==== TEXT TO READ

Published online by Cambridge University Press:  26 July 2017

Fernando Gil*
Affiliation:
EHESS

Extract

Mon sujet est une prophétie : une prophétie contre-nature, la résurrection d'un roi qui doit établir l'empire de Dieu sur terre. C'est une histoire portugaise qui se passe entre 1660 et 1667 et qui a pour cadre un procès du Tribunal du Saint-Office. On cherchera à dégager la logique de cette prophétie. Elle est en rapport avec une théorie «réaliste» de la preuve de la prophétie et elle sera saisie à la lumière de deux relations : la détermination d'un objet par un ensemble d'opérations et le remplissement d'une attente, dans le cadre général de la connaissance que constitue le système perception-langage.

========

## SHORT EXERCISE 1:
From the rows, copy verbatim every line from the start of the rows through the line that contains "M120 220L114 221L114", both ends included, and omit the pictures from your answer.

==== DATA TO PROCESS

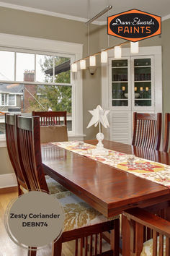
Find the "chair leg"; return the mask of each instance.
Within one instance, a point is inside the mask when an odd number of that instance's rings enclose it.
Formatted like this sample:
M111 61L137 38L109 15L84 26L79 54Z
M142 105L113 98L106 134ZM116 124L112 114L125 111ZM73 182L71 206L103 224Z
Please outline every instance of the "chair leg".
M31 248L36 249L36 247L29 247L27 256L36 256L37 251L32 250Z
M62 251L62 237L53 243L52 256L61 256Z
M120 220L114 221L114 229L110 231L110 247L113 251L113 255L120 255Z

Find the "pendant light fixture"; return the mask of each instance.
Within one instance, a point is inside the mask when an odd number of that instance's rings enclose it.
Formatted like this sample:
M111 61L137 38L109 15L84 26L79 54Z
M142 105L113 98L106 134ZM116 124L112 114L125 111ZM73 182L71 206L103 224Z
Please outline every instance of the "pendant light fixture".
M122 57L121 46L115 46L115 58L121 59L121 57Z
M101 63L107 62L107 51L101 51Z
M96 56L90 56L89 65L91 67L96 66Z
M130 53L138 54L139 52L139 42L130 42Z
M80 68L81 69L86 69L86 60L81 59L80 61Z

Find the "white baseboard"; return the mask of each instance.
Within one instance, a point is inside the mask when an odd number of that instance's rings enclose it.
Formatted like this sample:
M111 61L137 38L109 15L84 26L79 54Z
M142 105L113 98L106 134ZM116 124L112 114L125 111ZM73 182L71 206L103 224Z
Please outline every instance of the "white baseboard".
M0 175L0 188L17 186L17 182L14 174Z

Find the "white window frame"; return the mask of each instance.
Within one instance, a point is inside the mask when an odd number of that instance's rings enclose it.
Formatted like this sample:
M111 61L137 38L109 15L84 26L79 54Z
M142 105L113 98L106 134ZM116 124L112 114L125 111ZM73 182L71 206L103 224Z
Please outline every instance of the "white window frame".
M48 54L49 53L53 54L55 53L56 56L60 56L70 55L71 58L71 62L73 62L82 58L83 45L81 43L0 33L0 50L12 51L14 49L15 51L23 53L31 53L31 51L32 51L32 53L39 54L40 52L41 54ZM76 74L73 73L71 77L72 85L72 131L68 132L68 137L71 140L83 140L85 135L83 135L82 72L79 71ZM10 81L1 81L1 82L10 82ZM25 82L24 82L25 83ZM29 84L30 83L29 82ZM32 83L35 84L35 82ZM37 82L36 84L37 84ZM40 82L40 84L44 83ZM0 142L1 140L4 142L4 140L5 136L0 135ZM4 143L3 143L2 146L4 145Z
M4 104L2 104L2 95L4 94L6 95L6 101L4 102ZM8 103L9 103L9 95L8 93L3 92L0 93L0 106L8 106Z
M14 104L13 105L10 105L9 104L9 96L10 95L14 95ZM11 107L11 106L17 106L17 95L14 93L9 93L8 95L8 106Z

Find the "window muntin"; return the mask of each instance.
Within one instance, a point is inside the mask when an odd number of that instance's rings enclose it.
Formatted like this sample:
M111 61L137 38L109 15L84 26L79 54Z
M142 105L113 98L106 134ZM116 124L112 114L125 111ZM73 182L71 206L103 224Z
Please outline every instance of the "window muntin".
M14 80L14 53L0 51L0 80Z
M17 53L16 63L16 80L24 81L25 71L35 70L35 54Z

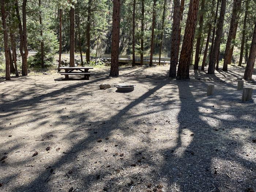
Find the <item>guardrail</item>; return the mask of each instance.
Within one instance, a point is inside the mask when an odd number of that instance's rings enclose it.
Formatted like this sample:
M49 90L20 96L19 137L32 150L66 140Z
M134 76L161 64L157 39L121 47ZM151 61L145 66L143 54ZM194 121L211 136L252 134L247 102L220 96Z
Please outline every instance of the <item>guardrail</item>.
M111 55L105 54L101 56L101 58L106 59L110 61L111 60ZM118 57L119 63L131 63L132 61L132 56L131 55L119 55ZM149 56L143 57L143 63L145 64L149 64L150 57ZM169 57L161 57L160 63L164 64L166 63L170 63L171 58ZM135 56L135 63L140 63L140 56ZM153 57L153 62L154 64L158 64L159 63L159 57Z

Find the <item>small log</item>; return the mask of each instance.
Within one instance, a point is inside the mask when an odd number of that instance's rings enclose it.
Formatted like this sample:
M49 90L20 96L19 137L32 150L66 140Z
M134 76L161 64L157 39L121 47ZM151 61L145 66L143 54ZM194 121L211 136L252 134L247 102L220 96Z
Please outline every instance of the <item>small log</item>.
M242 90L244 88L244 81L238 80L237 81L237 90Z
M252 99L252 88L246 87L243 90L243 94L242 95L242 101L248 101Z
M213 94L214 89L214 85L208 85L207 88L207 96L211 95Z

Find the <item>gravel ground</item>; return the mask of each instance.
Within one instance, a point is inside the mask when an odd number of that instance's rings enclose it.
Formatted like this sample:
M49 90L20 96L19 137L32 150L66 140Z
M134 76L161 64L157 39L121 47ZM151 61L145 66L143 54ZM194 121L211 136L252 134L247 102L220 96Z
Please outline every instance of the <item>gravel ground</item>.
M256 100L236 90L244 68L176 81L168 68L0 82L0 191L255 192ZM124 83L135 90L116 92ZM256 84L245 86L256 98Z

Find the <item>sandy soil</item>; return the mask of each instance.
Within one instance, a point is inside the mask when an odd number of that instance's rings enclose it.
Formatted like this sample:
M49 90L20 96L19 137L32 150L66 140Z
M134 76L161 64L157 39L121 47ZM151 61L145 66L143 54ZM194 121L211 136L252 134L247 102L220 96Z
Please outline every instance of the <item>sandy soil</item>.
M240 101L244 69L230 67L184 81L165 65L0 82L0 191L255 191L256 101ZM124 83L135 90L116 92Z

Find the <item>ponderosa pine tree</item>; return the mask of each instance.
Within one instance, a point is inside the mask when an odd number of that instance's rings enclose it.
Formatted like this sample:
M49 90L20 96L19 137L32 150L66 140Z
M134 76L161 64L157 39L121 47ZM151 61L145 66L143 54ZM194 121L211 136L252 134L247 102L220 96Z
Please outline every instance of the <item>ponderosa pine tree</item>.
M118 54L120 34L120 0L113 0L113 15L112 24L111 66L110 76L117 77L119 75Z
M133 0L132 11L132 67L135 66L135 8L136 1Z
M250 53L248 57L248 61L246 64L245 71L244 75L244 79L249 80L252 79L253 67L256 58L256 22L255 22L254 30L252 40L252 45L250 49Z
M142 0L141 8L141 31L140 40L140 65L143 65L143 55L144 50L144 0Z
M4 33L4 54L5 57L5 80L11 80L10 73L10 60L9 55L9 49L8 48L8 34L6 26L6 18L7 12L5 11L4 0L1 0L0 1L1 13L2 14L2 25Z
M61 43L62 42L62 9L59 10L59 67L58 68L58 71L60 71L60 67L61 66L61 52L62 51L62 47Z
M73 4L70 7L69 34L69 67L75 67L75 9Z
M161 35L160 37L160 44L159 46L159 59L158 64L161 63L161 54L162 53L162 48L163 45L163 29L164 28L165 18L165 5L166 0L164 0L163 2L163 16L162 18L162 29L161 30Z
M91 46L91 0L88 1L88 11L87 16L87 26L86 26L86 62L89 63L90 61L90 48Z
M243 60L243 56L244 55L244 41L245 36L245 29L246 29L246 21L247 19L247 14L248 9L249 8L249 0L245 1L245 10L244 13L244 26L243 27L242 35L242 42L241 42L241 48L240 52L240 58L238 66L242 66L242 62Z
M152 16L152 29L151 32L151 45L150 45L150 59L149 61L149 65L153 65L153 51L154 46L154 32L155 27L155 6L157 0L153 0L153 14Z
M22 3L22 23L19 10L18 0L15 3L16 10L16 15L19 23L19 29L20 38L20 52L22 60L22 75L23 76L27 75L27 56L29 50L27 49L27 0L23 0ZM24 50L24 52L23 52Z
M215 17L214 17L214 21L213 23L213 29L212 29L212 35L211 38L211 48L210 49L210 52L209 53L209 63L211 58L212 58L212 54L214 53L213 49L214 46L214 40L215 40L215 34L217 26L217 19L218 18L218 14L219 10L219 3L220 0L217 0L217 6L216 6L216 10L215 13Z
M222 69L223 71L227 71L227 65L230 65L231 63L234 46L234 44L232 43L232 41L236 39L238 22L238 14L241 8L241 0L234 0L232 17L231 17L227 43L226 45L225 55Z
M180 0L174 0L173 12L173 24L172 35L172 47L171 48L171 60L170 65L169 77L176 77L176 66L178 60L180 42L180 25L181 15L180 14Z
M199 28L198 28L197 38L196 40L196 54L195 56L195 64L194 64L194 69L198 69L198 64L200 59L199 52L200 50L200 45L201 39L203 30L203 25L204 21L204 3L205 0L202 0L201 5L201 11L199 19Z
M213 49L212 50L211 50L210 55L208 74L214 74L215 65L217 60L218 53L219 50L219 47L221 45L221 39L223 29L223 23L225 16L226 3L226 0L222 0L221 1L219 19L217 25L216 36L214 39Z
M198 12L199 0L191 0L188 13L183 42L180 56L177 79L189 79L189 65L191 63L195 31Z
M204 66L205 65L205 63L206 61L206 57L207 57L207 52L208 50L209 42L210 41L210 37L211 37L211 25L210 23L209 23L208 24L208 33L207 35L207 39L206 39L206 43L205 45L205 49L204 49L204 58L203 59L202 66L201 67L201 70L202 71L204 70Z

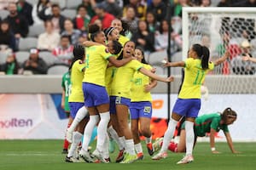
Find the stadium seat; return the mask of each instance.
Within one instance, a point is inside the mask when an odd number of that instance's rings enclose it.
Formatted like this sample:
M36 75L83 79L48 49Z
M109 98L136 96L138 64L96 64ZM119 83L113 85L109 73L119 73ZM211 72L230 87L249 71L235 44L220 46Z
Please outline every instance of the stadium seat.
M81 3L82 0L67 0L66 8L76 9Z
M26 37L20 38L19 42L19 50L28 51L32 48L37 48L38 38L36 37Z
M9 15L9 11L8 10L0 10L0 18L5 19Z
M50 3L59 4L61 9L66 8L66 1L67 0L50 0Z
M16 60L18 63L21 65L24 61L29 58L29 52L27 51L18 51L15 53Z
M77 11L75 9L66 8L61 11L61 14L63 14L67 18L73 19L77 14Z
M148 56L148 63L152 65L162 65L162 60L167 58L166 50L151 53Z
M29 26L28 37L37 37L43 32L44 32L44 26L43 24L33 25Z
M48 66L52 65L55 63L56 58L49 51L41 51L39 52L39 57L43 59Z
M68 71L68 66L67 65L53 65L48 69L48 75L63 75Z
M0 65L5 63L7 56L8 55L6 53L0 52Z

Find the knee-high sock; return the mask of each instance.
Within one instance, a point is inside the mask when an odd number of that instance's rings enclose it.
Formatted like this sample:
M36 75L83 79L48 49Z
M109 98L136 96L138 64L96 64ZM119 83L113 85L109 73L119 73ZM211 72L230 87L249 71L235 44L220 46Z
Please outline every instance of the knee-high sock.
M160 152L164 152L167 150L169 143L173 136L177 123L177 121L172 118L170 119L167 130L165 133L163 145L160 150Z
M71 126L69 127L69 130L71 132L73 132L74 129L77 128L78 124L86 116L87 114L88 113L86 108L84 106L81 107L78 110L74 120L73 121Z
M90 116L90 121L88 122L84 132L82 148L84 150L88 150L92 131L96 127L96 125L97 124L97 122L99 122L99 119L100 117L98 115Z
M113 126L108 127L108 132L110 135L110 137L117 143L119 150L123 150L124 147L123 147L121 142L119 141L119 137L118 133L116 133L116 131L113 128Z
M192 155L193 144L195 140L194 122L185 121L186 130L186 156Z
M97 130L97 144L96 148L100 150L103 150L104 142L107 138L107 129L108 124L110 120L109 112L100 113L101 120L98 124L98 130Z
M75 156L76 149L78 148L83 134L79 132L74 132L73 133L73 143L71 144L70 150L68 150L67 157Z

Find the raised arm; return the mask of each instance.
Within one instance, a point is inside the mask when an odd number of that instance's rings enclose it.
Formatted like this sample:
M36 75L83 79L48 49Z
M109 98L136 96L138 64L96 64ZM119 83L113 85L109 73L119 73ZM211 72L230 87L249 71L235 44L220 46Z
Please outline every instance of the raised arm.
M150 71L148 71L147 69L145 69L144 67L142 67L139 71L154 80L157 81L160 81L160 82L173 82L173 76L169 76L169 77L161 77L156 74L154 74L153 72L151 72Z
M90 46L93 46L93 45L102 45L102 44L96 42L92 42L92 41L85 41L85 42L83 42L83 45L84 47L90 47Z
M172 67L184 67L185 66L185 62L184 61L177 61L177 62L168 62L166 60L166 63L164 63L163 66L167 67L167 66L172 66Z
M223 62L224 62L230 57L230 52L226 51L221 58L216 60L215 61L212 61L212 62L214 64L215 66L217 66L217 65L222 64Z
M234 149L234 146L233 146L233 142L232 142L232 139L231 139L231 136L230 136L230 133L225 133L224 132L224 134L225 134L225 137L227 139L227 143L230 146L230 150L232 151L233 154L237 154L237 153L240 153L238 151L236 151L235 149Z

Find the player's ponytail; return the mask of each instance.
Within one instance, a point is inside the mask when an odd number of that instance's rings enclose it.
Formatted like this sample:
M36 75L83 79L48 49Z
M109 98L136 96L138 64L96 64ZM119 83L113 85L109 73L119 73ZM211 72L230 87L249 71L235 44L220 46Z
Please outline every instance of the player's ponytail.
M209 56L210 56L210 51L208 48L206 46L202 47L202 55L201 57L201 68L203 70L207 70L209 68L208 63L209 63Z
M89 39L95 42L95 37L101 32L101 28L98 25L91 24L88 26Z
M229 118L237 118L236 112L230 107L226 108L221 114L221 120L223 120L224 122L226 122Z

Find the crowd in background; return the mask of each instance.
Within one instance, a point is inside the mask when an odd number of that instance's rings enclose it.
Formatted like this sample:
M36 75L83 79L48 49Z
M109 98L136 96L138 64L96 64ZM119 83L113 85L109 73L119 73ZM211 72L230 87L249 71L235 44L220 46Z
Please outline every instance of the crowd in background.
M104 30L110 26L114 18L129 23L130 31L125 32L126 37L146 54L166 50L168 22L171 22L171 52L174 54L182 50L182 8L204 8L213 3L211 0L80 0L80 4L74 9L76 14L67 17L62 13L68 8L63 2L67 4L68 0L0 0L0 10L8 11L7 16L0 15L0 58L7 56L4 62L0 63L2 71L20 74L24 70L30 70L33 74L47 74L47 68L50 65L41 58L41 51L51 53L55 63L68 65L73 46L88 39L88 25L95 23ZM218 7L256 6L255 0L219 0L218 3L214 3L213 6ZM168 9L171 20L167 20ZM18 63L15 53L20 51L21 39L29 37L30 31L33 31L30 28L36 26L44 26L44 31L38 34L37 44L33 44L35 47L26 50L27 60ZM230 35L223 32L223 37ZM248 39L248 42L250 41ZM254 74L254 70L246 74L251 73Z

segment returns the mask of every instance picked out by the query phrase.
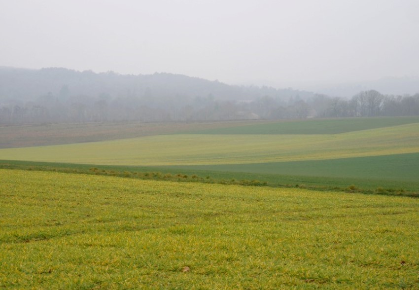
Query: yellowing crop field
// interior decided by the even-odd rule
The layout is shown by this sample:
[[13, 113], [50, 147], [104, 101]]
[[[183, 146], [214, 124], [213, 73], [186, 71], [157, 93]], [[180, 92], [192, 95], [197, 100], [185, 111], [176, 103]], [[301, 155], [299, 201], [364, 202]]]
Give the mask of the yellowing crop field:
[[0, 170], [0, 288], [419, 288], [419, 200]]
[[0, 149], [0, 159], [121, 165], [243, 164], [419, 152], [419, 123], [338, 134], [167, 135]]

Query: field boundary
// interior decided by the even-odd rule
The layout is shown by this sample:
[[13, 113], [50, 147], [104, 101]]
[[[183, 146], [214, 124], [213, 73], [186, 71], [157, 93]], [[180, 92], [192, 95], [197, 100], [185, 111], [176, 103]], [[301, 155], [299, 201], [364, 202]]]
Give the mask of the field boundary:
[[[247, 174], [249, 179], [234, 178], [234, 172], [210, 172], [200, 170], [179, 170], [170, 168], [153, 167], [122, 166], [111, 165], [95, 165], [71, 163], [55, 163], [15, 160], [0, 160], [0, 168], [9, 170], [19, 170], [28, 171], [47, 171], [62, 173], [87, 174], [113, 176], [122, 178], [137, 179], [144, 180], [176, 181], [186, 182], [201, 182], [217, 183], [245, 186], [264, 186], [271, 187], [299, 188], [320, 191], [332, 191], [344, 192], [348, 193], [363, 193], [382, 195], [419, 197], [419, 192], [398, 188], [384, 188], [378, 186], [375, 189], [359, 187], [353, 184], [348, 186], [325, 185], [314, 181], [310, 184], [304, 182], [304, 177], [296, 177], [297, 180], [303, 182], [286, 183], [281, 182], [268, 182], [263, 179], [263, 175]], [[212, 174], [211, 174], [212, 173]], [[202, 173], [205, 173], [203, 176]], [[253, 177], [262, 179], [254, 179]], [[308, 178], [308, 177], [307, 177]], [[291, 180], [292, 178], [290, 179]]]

========

## SHORT EXERCISE 2:
Give the passage of the extract between "Mon sujet est" and "le système perception-langage.", inclusive, switching every occurrence of "prophétie" to "vision".

## FULL OUTPUT 1:
Find the "chair leg"; return the mask of each instance.
Within one instance, a point is inside the mask when an odd number of that instance's rings enclose it.
Formatted like this sample:
M111 61L137 38L109 15L84 26L79 54Z
M142 105L113 98L106 134ZM116 124L112 114L125 111ZM73 182L71 206L103 224Z
Please outline every instance of the "chair leg".
M31 248L36 249L36 247L29 247L27 256L36 256L37 251L32 250Z
M62 251L62 237L53 243L52 256L61 256Z
M120 220L114 221L114 229L110 231L110 247L113 251L113 255L120 255Z

## FULL OUTPUT 2:
Mon sujet est une vision : une vision contre-nature, la résurrection d'un roi qui doit établir l'empire de Dieu sur terre. C'est une histoire portugaise qui se passe entre 1660 et 1667 et qui a pour cadre un procès du Tribunal du Saint-Office. On cherchera à dégager la logique de cette vision. Elle est en rapport avec une théorie «réaliste» de la preuve de la vision et elle sera saisie à la lumière de deux relations : la détermination d'un objet par un ensemble d'opérations et le remplissement d'une attente, dans le cadre général de la connaissance que constitue le système perception-langage.